* start Document excerpt *
The struggle between the people of Wakanda and that of a new underwater indigenous kingdom in Mexico, the Talokan, bothers, at first, for not focusing precisely on the common enemy: the colonizer. Over 2h40, the feature shows that dialogue and union between peoples who managed to get rid of colonization is the great strength. If vibranium is the superpower in the previous film, here it is accompanied by the need to sit next to those who are seen as enemies and talk, trim the differences and follow each one with their diversity, but with the same objective: to be free and powerful.
From the screens to real life, the film’s lesson is still a challenge for a people who were enslaved and carry the pain of the structural racism of the present. But as one of the characters says “only the most wounded people can be great leaders”. The plot also shows that to remain powerful, you will need healing and dialogue with the other, who until then is seen as a competitor of evil for occupying a similar space. In the Wakandas that form in Brazilian cities, where there are bubbles of blacks on the rise and occupying important spaces, we still need to overcome the single black syndrome and also stop blocking dialogue and union because of past problems. We have all been injured in some way and struggled to be in our positions. It is not up to us to reproduce the colonizer’s game of fighting each other. Is it very utopian to dream of an end to disagreements between black people and a collective construction?
In the film, the technologies of travel to the future do not let us forget that our ancestors are our strength. The “Alexa” of the screen is the “griô” that gives advice and helps with daily tasks. In addition, Wakanda has a council of elders, the concept of circularity in its meetings, party, warriors on standby, but mainly strong women! They are the ones who dictate the rules, the protagonists. Lupita Nyong’o (Nakia), Angela Bassett (Queen Ramonda), Danai Gurira (Okoye), Michaela Coel (Aneka), Dominique Thorne (Riri Williams), Letitia Wright (Shuri) alternate on the screen, in great interpretations, bringing the black women to the place they always should have been. Seeing Shuri transform into a superhero with her natural hair is something as revolutionary as the very idea of ​​the film. We have a new imagination to dream of. Black Panther lives and Wakanda is forever.
* end Document excerpt *
* start Material shown *
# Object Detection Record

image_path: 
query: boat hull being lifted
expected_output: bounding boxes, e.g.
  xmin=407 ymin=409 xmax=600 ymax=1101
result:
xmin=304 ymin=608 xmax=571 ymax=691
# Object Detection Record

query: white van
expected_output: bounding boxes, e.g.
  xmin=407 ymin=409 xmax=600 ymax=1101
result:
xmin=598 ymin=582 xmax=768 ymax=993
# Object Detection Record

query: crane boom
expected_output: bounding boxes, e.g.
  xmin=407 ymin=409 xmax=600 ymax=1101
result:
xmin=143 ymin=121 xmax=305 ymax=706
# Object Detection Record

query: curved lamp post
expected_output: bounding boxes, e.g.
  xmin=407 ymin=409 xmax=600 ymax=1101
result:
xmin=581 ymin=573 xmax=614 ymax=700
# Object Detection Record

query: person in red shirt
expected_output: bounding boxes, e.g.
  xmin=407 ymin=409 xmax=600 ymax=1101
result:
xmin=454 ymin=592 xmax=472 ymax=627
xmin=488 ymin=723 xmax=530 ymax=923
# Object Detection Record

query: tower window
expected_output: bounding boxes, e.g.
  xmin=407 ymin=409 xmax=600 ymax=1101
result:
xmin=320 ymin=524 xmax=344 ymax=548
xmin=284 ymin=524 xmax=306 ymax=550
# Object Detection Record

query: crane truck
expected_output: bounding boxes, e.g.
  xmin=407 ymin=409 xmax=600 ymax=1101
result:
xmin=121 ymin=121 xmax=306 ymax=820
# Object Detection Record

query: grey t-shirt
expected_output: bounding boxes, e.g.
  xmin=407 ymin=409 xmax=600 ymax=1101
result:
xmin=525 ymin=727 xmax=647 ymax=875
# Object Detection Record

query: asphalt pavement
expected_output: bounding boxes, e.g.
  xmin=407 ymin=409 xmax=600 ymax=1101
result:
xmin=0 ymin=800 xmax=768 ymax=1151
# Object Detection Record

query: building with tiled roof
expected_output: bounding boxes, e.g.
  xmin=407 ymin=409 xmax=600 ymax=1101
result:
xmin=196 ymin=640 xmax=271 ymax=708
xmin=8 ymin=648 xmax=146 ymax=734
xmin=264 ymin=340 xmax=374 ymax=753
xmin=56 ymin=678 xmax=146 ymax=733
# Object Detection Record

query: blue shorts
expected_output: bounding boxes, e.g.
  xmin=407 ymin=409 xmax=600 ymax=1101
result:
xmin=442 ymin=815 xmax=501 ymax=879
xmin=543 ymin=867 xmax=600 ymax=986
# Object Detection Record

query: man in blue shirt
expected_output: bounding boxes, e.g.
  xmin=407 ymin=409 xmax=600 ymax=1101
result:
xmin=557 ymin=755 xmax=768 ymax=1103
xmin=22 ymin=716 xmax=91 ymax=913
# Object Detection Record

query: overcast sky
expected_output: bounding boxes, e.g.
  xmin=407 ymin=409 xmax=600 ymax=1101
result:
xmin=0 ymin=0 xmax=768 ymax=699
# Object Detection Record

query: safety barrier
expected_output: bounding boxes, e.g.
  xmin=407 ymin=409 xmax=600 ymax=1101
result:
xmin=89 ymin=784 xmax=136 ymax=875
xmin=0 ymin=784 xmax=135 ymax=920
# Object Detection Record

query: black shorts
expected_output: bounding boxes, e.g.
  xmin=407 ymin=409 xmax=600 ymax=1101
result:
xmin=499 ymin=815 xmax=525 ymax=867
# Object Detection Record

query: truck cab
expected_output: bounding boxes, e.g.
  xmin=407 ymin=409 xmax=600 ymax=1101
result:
* end Material shown *
- **Exercise tasks**:
1. List the performers named in the film review, giving each one's character in parentheses as the review does.
2. Rewrite the stretch of the entries from their start through the line containing "xmin=598 ymin=582 xmax=768 ymax=993", requests included. Multiply every bounding-box coordinate in the result lines by 0.6 and round to whole numbers, halves up, but leave the numbers in the requests and their sample formats unchanged.

- **The answers**:
1.
Lupita Nyong'o (Nakia)
Angela Bassett (Queen Ramonda)
Danai Gurira (Okoye)
Michaela Coel (Aneka)
Dominique Thorne (Riri Williams)
Letitia Wright (Shuri)

2.
# Object Detection Record

image_path: 
query: boat hull being lifted
expected_output: bounding boxes, e.g.
  xmin=407 ymin=409 xmax=600 ymax=1101
result:
xmin=182 ymin=365 xmax=343 ymax=415
# Object Detection Record

query: white van
expected_output: bounding boxes, e.g.
  xmin=407 ymin=409 xmax=600 ymax=1101
result:
xmin=359 ymin=349 xmax=461 ymax=596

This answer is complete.